Given request: Copy the data below word for word, from the line with "# test: mark the dark jacket, one" to the line with "point(429, 37)", including both of those lines.

(Coordinate labeling data)

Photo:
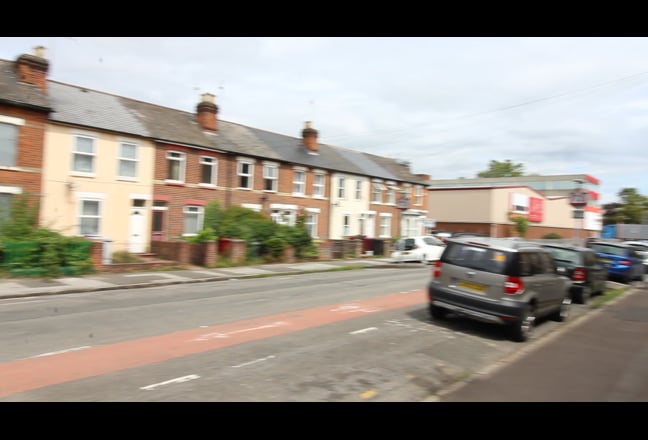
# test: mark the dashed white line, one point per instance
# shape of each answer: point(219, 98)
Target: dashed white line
point(208, 336)
point(364, 330)
point(245, 364)
point(168, 382)
point(52, 353)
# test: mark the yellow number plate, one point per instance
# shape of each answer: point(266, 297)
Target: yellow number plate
point(472, 286)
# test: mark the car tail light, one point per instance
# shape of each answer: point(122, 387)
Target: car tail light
point(513, 285)
point(436, 271)
point(578, 274)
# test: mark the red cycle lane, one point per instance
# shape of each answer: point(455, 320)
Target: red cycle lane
point(32, 373)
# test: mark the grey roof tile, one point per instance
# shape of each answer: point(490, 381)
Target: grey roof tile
point(89, 108)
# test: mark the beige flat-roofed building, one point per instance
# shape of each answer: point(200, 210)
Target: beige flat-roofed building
point(491, 210)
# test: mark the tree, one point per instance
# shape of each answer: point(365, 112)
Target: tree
point(633, 206)
point(502, 169)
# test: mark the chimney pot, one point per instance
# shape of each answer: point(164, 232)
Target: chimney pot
point(206, 112)
point(39, 51)
point(309, 137)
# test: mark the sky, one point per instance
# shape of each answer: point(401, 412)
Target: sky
point(448, 105)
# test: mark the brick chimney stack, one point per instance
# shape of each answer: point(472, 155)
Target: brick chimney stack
point(206, 112)
point(309, 138)
point(32, 69)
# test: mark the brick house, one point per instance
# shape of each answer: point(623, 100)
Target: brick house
point(133, 172)
point(24, 111)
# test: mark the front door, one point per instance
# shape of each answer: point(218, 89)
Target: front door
point(137, 237)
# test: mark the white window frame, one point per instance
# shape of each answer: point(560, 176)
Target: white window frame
point(211, 163)
point(179, 158)
point(391, 193)
point(385, 225)
point(310, 222)
point(248, 176)
point(124, 160)
point(299, 182)
point(376, 192)
point(9, 145)
point(284, 216)
point(83, 216)
point(319, 185)
point(197, 211)
point(91, 155)
point(346, 224)
point(418, 195)
point(270, 176)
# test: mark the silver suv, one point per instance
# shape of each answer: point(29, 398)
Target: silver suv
point(501, 281)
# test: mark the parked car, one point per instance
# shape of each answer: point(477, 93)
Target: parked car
point(642, 249)
point(443, 236)
point(497, 280)
point(423, 248)
point(622, 261)
point(583, 267)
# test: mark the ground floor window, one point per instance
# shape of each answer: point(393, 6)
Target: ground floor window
point(90, 217)
point(193, 219)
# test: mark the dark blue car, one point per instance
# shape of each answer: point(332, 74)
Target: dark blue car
point(622, 261)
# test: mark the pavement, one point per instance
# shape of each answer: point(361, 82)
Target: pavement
point(602, 356)
point(23, 287)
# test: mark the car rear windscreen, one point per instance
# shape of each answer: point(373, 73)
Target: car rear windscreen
point(478, 258)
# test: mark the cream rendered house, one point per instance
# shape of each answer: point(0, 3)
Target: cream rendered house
point(97, 170)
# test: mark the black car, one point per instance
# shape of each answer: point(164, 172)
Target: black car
point(622, 261)
point(583, 267)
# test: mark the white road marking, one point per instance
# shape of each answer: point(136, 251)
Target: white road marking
point(208, 336)
point(364, 330)
point(354, 308)
point(253, 362)
point(156, 274)
point(52, 353)
point(167, 382)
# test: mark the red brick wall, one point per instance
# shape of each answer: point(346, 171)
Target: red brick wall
point(227, 178)
point(29, 156)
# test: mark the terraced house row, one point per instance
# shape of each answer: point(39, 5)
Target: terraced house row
point(132, 172)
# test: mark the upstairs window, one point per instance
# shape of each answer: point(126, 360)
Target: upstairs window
point(299, 182)
point(207, 170)
point(8, 144)
point(340, 187)
point(244, 173)
point(318, 185)
point(175, 166)
point(127, 162)
point(270, 176)
point(83, 155)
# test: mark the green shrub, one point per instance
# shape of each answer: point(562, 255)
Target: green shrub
point(274, 247)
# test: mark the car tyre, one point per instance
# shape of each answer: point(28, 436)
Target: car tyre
point(583, 295)
point(563, 312)
point(437, 312)
point(522, 330)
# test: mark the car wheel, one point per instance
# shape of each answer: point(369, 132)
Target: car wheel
point(522, 330)
point(583, 296)
point(563, 312)
point(437, 312)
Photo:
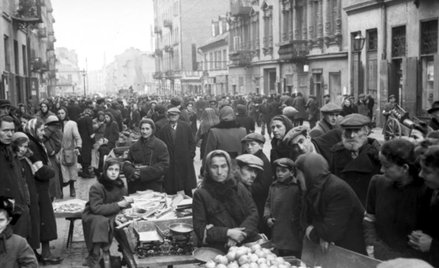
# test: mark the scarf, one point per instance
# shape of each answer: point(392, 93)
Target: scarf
point(5, 235)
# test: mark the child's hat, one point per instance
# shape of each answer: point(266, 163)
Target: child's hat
point(284, 162)
point(7, 204)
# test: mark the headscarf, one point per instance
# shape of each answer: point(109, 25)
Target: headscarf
point(315, 168)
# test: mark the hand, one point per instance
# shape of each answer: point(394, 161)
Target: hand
point(123, 203)
point(237, 234)
point(420, 241)
point(270, 222)
point(324, 245)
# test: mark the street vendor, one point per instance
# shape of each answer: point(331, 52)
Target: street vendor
point(107, 198)
point(148, 160)
point(224, 213)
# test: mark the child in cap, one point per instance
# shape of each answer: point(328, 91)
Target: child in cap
point(14, 249)
point(282, 209)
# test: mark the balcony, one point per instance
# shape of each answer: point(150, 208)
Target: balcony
point(28, 12)
point(157, 75)
point(157, 30)
point(38, 65)
point(295, 50)
point(169, 49)
point(240, 7)
point(167, 23)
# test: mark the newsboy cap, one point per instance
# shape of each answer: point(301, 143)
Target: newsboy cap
point(354, 121)
point(251, 161)
point(330, 107)
point(284, 162)
point(254, 137)
point(174, 110)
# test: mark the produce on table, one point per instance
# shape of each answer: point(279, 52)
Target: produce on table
point(249, 257)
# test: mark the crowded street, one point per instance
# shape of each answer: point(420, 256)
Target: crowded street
point(219, 134)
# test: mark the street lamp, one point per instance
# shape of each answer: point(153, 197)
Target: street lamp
point(358, 45)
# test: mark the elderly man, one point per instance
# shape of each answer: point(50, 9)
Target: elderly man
point(355, 158)
point(330, 112)
point(177, 135)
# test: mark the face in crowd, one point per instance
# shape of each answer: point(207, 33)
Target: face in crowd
point(219, 169)
point(278, 129)
point(353, 139)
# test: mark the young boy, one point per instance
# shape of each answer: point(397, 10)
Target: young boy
point(282, 209)
point(14, 249)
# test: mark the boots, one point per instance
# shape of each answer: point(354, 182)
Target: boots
point(72, 189)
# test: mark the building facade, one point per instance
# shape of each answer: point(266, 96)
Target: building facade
point(27, 60)
point(400, 55)
point(179, 29)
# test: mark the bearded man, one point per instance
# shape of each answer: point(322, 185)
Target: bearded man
point(355, 158)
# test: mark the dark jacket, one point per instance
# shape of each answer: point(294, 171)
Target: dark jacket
point(208, 210)
point(153, 155)
point(356, 172)
point(181, 149)
point(42, 177)
point(99, 213)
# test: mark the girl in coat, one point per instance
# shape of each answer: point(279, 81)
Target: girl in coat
point(71, 142)
point(282, 209)
point(224, 213)
point(106, 200)
point(44, 173)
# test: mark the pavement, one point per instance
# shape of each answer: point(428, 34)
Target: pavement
point(74, 256)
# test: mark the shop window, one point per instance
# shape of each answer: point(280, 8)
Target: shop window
point(398, 41)
point(429, 37)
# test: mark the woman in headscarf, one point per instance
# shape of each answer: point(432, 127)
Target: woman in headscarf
point(332, 211)
point(224, 213)
point(209, 118)
point(280, 125)
point(44, 173)
point(393, 202)
point(70, 147)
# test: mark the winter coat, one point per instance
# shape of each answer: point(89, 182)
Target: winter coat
point(395, 212)
point(181, 148)
point(12, 184)
point(99, 213)
point(356, 172)
point(284, 204)
point(225, 136)
point(153, 155)
point(42, 177)
point(208, 210)
point(18, 252)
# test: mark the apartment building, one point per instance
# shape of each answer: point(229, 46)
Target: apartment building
point(180, 27)
point(27, 60)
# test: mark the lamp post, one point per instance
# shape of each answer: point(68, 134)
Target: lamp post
point(84, 73)
point(359, 41)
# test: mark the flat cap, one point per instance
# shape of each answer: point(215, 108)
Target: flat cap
point(330, 107)
point(254, 137)
point(251, 161)
point(354, 121)
point(174, 110)
point(4, 103)
point(284, 162)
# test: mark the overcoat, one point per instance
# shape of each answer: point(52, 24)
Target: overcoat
point(181, 149)
point(153, 154)
point(100, 212)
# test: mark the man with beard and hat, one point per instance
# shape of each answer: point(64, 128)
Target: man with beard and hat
point(355, 158)
point(177, 135)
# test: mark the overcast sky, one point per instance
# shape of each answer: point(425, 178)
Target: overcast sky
point(95, 28)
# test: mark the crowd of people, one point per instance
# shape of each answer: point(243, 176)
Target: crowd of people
point(325, 180)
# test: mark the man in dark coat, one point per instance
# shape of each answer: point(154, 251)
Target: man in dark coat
point(12, 184)
point(355, 158)
point(85, 128)
point(332, 211)
point(148, 161)
point(181, 147)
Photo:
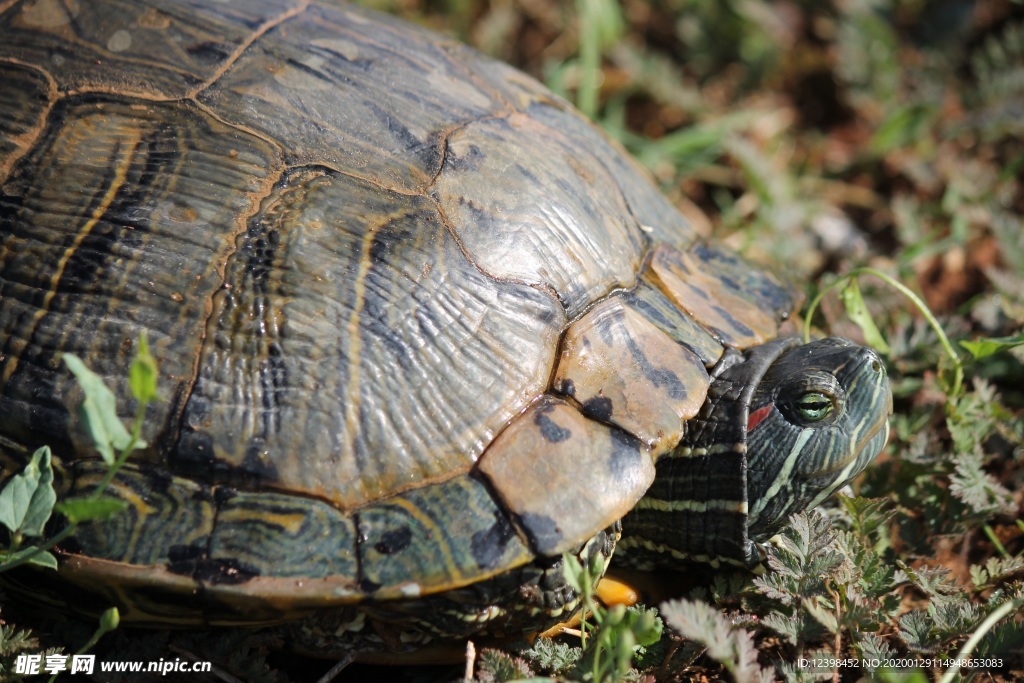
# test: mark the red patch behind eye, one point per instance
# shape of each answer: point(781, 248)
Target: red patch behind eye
point(758, 416)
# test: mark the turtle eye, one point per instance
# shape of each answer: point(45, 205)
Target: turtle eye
point(815, 406)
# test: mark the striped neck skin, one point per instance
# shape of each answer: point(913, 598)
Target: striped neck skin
point(784, 426)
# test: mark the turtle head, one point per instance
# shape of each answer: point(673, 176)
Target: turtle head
point(784, 426)
point(816, 418)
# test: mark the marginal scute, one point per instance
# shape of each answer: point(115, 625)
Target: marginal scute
point(717, 303)
point(24, 95)
point(626, 371)
point(435, 538)
point(547, 219)
point(663, 313)
point(253, 527)
point(564, 476)
point(163, 514)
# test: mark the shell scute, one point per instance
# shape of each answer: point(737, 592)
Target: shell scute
point(437, 537)
point(646, 300)
point(626, 371)
point(717, 303)
point(544, 219)
point(564, 476)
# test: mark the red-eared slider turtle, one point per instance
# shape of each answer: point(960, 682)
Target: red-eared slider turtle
point(422, 328)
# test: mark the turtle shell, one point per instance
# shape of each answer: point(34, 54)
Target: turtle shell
point(418, 322)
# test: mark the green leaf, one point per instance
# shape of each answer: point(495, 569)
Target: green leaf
point(733, 647)
point(142, 376)
point(27, 501)
point(99, 411)
point(43, 559)
point(857, 311)
point(984, 347)
point(79, 510)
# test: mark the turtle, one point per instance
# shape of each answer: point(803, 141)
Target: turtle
point(422, 330)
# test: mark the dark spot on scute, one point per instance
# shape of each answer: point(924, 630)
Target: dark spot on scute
point(626, 457)
point(467, 161)
point(598, 407)
point(543, 530)
point(184, 560)
point(222, 495)
point(160, 481)
point(394, 541)
point(488, 546)
point(210, 52)
point(739, 327)
point(549, 430)
point(224, 571)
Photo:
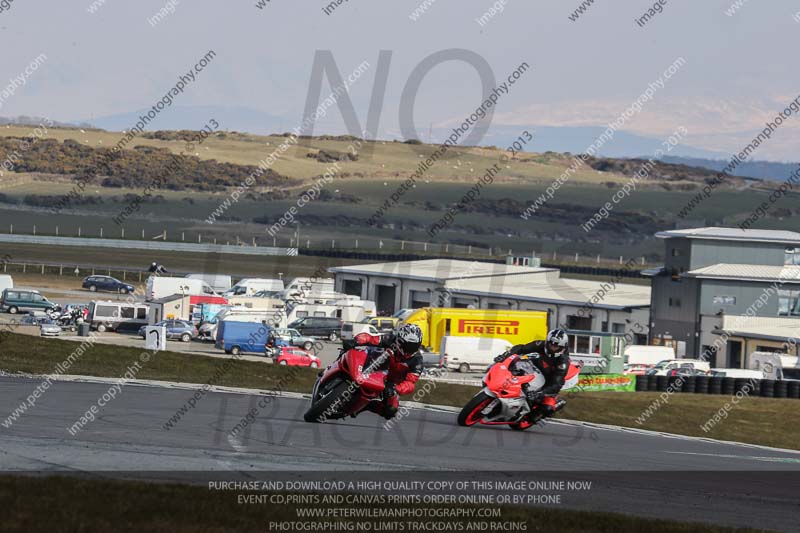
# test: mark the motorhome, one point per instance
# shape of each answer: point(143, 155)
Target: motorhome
point(517, 327)
point(114, 316)
point(219, 282)
point(250, 286)
point(161, 286)
point(775, 365)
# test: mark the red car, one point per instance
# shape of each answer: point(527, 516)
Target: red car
point(297, 357)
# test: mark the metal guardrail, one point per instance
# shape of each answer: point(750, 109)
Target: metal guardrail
point(147, 245)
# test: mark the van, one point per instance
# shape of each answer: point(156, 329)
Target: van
point(775, 365)
point(637, 354)
point(467, 354)
point(736, 373)
point(327, 327)
point(219, 282)
point(114, 316)
point(250, 286)
point(662, 368)
point(242, 337)
point(158, 287)
point(15, 300)
point(6, 282)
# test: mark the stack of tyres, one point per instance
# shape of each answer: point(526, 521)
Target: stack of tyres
point(675, 383)
point(729, 386)
point(701, 384)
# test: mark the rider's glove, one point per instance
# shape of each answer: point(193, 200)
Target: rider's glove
point(534, 396)
point(502, 357)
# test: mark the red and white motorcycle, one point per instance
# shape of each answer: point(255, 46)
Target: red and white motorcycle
point(502, 399)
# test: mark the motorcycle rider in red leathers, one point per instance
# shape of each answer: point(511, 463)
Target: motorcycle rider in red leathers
point(398, 355)
point(552, 359)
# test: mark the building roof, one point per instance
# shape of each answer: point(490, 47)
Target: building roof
point(785, 274)
point(760, 327)
point(441, 270)
point(734, 234)
point(603, 294)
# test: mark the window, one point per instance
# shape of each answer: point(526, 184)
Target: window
point(788, 303)
point(791, 256)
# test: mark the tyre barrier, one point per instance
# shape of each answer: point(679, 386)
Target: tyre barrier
point(701, 384)
point(729, 386)
point(675, 383)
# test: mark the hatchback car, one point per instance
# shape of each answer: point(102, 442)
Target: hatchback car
point(176, 329)
point(319, 326)
point(296, 357)
point(106, 283)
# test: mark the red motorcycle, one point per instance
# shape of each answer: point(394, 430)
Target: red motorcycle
point(503, 401)
point(347, 386)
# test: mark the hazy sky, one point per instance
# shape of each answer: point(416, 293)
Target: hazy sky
point(740, 70)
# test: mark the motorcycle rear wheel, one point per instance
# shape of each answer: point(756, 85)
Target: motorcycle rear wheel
point(327, 406)
point(471, 413)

Solved problem:
# test: mark the dark jacket, one point per instance
# shape of each answer: point(294, 171)
Target: dark jacket
point(208, 210)
point(153, 155)
point(356, 172)
point(181, 149)
point(42, 177)
point(99, 213)
# test: mark the girl in coat, one point per instance
# shape of each answer: point(279, 81)
Target: girl in coat
point(71, 142)
point(282, 209)
point(224, 213)
point(106, 200)
point(44, 173)
# test: mark the pavement, one point per instance
# shape of each answer: point(428, 34)
Target: pavement
point(74, 256)
# test: mark the shop window, one point per instance
# shape of each answer: point(280, 8)
Target: shop window
point(398, 41)
point(429, 37)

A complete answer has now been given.